╭──

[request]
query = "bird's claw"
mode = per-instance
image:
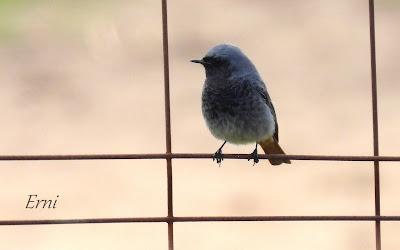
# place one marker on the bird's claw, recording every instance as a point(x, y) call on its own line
point(254, 156)
point(218, 156)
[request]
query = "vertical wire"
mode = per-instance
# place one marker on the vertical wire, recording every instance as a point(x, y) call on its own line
point(167, 124)
point(375, 123)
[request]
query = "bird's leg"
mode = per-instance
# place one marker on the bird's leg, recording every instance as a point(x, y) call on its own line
point(218, 156)
point(254, 156)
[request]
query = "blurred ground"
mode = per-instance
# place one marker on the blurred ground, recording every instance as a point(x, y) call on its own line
point(87, 77)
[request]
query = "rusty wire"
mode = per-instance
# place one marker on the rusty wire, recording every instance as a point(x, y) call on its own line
point(170, 219)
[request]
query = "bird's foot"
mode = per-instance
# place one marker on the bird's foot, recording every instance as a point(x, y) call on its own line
point(218, 156)
point(254, 156)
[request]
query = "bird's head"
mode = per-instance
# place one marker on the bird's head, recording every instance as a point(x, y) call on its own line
point(226, 61)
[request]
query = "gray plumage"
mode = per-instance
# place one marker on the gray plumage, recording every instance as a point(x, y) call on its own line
point(235, 102)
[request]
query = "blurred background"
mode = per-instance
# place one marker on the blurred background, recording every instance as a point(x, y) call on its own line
point(87, 77)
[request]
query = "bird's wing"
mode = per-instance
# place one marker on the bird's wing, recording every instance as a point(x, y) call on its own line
point(264, 93)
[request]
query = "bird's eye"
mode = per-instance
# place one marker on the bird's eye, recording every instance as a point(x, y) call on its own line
point(212, 60)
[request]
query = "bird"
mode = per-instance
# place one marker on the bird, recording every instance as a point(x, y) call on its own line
point(236, 105)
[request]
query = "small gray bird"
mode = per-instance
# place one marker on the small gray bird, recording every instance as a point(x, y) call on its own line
point(236, 104)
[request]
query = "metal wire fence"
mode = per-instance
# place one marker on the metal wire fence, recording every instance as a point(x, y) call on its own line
point(170, 219)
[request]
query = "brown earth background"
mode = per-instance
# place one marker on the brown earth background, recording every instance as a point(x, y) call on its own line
point(87, 77)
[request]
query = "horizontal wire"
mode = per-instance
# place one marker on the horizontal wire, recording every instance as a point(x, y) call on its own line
point(199, 219)
point(193, 156)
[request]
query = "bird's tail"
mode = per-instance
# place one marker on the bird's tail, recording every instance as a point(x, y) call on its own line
point(270, 146)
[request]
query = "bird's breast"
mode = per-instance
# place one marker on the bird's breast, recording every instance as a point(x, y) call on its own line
point(237, 114)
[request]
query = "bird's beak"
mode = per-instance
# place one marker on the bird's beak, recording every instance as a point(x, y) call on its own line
point(198, 61)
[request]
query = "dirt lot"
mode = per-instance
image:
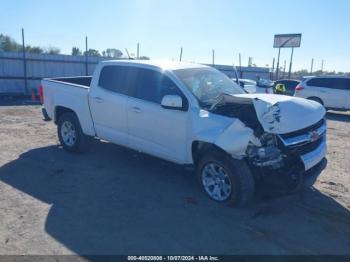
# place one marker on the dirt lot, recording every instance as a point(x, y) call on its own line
point(114, 201)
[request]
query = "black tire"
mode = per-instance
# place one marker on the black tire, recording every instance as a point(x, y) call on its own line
point(241, 178)
point(316, 99)
point(82, 142)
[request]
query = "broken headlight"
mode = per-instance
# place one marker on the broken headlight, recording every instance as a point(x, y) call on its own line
point(267, 154)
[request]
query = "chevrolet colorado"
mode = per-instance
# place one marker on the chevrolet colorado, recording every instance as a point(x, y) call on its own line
point(193, 115)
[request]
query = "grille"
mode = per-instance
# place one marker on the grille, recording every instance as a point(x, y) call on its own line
point(304, 146)
point(305, 130)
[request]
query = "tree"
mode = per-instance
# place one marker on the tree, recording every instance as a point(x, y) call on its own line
point(52, 50)
point(8, 44)
point(76, 51)
point(112, 52)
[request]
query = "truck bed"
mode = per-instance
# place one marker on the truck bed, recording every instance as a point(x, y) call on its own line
point(83, 81)
point(70, 93)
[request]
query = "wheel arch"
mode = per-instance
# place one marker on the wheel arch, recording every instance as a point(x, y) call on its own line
point(199, 148)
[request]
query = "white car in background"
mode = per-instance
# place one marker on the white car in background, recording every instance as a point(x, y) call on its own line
point(263, 86)
point(333, 92)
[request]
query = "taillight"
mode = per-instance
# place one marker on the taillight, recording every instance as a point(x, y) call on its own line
point(41, 94)
point(299, 88)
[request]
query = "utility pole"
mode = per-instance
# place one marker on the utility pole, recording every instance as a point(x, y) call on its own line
point(290, 64)
point(278, 63)
point(24, 64)
point(86, 57)
point(273, 68)
point(240, 66)
point(213, 57)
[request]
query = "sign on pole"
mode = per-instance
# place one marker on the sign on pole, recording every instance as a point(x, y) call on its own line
point(287, 40)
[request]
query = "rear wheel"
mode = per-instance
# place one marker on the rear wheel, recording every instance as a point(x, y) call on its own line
point(225, 179)
point(71, 135)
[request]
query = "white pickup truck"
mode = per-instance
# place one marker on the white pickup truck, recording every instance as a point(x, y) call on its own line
point(192, 115)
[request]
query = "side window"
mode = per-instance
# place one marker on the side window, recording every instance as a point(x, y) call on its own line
point(119, 79)
point(152, 86)
point(320, 82)
point(147, 86)
point(341, 83)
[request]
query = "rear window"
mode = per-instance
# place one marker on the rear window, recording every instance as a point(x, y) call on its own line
point(119, 79)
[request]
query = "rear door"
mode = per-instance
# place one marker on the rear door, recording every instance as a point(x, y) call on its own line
point(108, 102)
point(152, 128)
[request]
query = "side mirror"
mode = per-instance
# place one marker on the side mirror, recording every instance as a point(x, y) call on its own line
point(172, 102)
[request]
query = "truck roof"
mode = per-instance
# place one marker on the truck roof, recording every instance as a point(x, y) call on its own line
point(161, 64)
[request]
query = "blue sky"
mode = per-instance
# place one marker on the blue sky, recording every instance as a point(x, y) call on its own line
point(163, 26)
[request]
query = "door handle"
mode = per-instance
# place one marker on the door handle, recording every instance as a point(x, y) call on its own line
point(136, 109)
point(98, 99)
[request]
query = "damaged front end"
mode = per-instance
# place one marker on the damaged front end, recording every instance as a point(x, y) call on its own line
point(278, 144)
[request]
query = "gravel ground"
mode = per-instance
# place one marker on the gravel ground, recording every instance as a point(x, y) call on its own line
point(111, 200)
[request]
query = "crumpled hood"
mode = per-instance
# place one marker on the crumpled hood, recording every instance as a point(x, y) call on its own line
point(279, 114)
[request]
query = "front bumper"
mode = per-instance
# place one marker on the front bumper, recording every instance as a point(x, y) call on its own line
point(314, 157)
point(312, 174)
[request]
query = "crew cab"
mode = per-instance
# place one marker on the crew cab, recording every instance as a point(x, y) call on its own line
point(192, 115)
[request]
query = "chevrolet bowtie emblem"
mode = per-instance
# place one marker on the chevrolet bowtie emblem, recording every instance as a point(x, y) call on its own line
point(314, 135)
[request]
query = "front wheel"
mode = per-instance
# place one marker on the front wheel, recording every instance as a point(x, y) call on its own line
point(71, 135)
point(225, 179)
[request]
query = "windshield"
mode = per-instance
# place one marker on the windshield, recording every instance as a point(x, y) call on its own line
point(207, 84)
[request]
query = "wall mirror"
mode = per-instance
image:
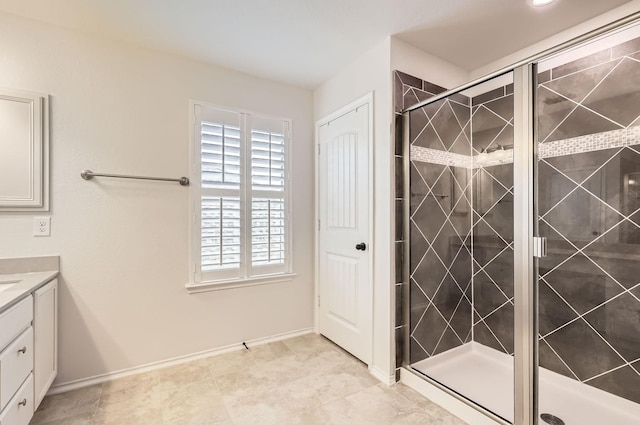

╰──

Exercise
Only the pictures are to be dropped; all other material above must be repeated exactly.

Solution to the exercise
[request]
query = "bird's claw"
mode = per-instance
image:
# place one marker on the bird's claw, recording every instance as a point(x, y) call on its own line
point(254, 156)
point(218, 156)
[request]
query = "vertical wire"
mode = per-instance
# place one marker on the vertical wire, recording every instance as a point(x, y) call on its own line
point(167, 124)
point(375, 123)
[request]
query = "bird's leg"
mode = per-instance
# place one marker on the bird's leg, recording every instance as a point(x, y) call on its own line
point(218, 156)
point(254, 156)
[request]
query = "blurred ground"
mode = per-instance
# place one marker on the blurred ground, recording every instance as a point(x, y) call on its own line
point(87, 77)
[request]
query = "rusty wire"
mode = per-instance
# place one marker on the rusty wire, recording every instance as a point(x, y) call on its own line
point(170, 219)
[request]
query = "bird's foot"
mode = per-instance
# place one marker on the bird's foot, recording every instance as a point(x, y) call on its own line
point(218, 156)
point(254, 156)
[request]
query = "bird's head"
mode = per-instance
# place one marker on the bird's head, recording every instance as a point(x, y) call on its own line
point(226, 61)
[request]
query = "gray plumage"
mode = per-instance
# place one marker on the gray plumage, recording every instance as a point(x, y) call on its own line
point(235, 102)
[request]
query = "blurred background"
mode = per-instance
# place one marker on the blurred background, recording every instance as a point(x, y) call on its own line
point(87, 77)
[request]
query = "bird's wing"
mode = per-instance
# place one marker on the bird's wing, recording every instance as a point(x, y) call on its own line
point(264, 93)
[request]
query = "bird's eye"
mode = per-instance
# place one marker on the bird's eye, recording every instance as a point(x, y) call on its own line
point(212, 60)
[request]
query = "bird"
mode = per-instance
# place one marker on the bird, recording every instance as a point(x, y) call on its own line
point(236, 105)
[request]
query = "small gray bird"
mode = per-instance
# place one marker on the small gray bird, recording every instance as a point(x, y) call on its own line
point(236, 104)
[request]
query = "metal wire fence"
mode = per-instance
# place one marker on the metal wire fence, recording every instance as a point(x, y) call on its own line
point(170, 219)
[request]
query = "brown earth background"
mode = per-instance
# place one marker on the brown earth background, recording every instance as a point(x, y) call on its own line
point(87, 77)
[request]
query = "horizontal wire"
mode = per-instance
# place one marker on the horizontal wire, recording every instance as a point(x, y) call on its own line
point(199, 219)
point(193, 156)
[request]
query = "bird's tail"
mode = per-instance
# place one marker on the bird's tail, recording every instance as a point(x, y) call on its own line
point(270, 146)
[request]
query = "bird's breast"
mode = per-instance
# place one marker on the bird's breast, recording every instance as a point(x, y) call on its own line
point(237, 114)
[request]
query = "bird's beak"
mode = per-instance
# place one marker on the bird's beak, recording every instance as a point(x, y) call on its own line
point(198, 61)
[request]
query = "dirt lot"
mode = per-instance
image:
# place one marker on the dirt lot, recording every instance as a point(x, y) call on its own line
point(114, 201)
[request]
query = "black tire"
mode = per-instance
# place one marker on the black tire, recording every instance as a point(x, y) call on its own line
point(241, 178)
point(316, 99)
point(82, 142)
[request]
query = "broken headlight"
mode = per-instance
# place one marker on the broken headlight, recording every instance as a point(x, y) call on its own line
point(267, 154)
[request]
query = "chevrolet colorado"
mode = per-instance
# place one marker on the chevrolet colorado, recording every instance as a point(x, y) call on its own line
point(193, 115)
[request]
query = "grille"
mode = per-instance
# place one marker on the grille, recording every instance as a point(x, y) call on its own line
point(304, 146)
point(305, 130)
[request]
query = "tree"
mode = per-instance
# place one marker on the tree, recording every instance as a point(x, y) call on its own line
point(52, 50)
point(8, 44)
point(76, 51)
point(112, 52)
[request]
query = "truck bed"
mode = per-instance
# place one marker on the truck bed, recording every instance as a point(x, y) call on its own line
point(83, 81)
point(70, 93)
[request]
query = "wheel arch"
mode = per-instance
# place one marker on the wheel arch, recording every instance as a point(x, y) call on its own line
point(199, 148)
[request]
query = "white car in background"
mode = per-instance
# place one marker on the white car in background, recording every instance as a point(x, y) call on its own line
point(263, 86)
point(333, 92)
[request]
query = "taillight"
mode = per-instance
# place one marker on the taillight, recording every instance as a point(x, y) call on its own line
point(41, 94)
point(299, 88)
[request]
query = "utility pole"
mode = per-instance
# place one marker on the utility pole, recording every instance as a point(x, y) call on its own line
point(290, 64)
point(278, 63)
point(24, 64)
point(86, 57)
point(273, 68)
point(240, 66)
point(213, 57)
[request]
query = "sign on pole"
mode = per-instance
# place one marker on the sign on pole, recording every instance as a point(x, y) call on its own line
point(287, 40)
[request]
query = "rear wheel"
mode = per-instance
# place one marker on the rear wheel, recording every instance as a point(x, y) call on its own line
point(225, 179)
point(71, 135)
[request]
query = "white pickup truck"
mode = per-instance
# place one marker on the white pickup truck, recording every instance as a point(x, y) call on its own line
point(192, 115)
[request]
query = "side window"
mode = per-instance
# place one marker on the side window, recording every instance as a point(x, y) call on its own line
point(119, 79)
point(152, 86)
point(320, 82)
point(147, 86)
point(341, 83)
[request]
query = "rear window"
mode = per-instance
# place one marker on the rear window, recording every instance as a point(x, y) call on its own line
point(119, 79)
[request]
query = "rear door"
mode = per-instance
# place one marker on the rear door, recording every instance as a point(x, y) call on its own line
point(108, 102)
point(152, 128)
[request]
query = "side mirror"
mode = per-instance
# place one marker on the side mirror, recording every instance as a point(x, y) call on its own line
point(172, 102)
[request]
query = "truck roof"
mode = per-instance
# place one marker on the truck roof, recording every instance as a point(x, y) call on its own line
point(161, 64)
[request]
query = "blue sky"
mode = per-instance
# place one marker on the blue sky, recording every instance as a point(x, y) call on its own line
point(163, 26)
[request]
query = "door handle"
mode = per-instance
# place one marker on the door handle, recording every instance as a point(x, y) call on its own line
point(136, 109)
point(98, 99)
[request]
query = "damaged front end"
mode = per-instance
# place one marker on the damaged front end, recording every instance as a point(x, y) call on its own line
point(278, 144)
[request]
query = "gravel ground"
mode = per-instance
# place one marker on the gravel ground, recording every instance as a point(x, y) call on its own line
point(111, 200)
[request]
query = "crumpled hood"
mode = per-instance
# place one marker on the crumpled hood, recording every instance as a point(x, y) call on its own line
point(279, 114)
[request]
query = "front bumper"
mode = per-instance
# place one marker on the front bumper, recording every instance as a point(x, y) call on its own line
point(314, 157)
point(312, 174)
[request]
query = "crew cab"
mode = per-instance
# place one marker on the crew cab, recording every instance as a point(x, y) call on its own line
point(192, 115)
[request]
query = "chevrolet bowtie emblem"
mode = per-instance
# place one marker on the chevrolet bowtie emblem, recording every instance as a point(x, y) call on its own line
point(314, 135)
[request]
query = "front wheel"
mode = per-instance
# place one marker on the front wheel, recording every instance as a point(x, y) call on its own line
point(71, 135)
point(225, 179)
[request]
query = "windshield"
mode = per-instance
# place one marker on the windshield, recording every instance as a point(x, y) call on its own line
point(207, 84)
[request]
query = "wall mirror"
mode = per-instance
image:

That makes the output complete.